[A run of rows]
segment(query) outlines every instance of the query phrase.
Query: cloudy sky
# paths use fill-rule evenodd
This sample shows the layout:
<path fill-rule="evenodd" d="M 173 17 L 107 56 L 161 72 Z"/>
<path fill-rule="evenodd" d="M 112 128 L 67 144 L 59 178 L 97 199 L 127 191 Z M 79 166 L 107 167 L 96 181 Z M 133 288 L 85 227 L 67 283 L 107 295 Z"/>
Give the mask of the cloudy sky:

• Short task:
Please copy the rows above word for word, changing nothing.

• Finished exercise:
segment(query) outlines every instance of the query phrase.
Query: cloudy sky
# paths use fill-rule evenodd
This sample shows the layout:
<path fill-rule="evenodd" d="M 173 17 L 107 56 L 161 72 Z"/>
<path fill-rule="evenodd" d="M 112 128 L 67 144 L 59 178 L 97 199 L 127 191 Z M 79 166 L 107 167 L 96 181 Z M 133 288 L 85 227 L 67 283 L 107 295 Z"/>
Give the mask of the cloudy sky:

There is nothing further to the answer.